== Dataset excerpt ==
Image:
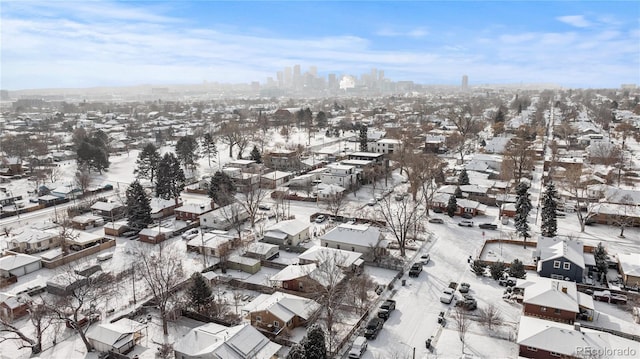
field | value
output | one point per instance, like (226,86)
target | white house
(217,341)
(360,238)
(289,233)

* * *

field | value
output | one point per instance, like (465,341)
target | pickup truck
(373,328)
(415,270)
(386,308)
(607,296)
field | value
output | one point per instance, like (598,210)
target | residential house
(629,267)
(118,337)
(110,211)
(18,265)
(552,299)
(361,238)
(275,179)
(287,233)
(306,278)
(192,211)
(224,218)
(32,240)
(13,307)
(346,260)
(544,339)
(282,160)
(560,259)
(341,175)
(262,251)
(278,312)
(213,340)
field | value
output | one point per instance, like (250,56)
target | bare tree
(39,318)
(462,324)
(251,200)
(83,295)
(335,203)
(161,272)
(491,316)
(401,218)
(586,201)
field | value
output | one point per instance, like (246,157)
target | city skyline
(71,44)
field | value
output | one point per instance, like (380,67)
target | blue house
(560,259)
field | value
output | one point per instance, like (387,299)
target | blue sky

== Directions ==
Pull out every line of the items that contains the string "target", matching its upper and lower case exactly.

== Finished answer ==
target | white house
target | pickup truck
target | residential house
target | bare tree
target | city skyline
target | blue house
target | blue sky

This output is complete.